# About this task
Skipping each picture, output the entries exactly as they stand below.

# # # #

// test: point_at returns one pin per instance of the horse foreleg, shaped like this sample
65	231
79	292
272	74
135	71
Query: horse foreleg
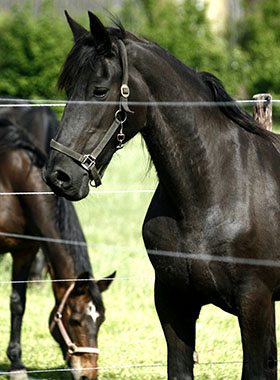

# # # #

# Answer below
// test: point_at returns one pin per instance of the horse foreleg, shaped like this sample
65	231
79	292
272	74
135	71
Query: horse foreleg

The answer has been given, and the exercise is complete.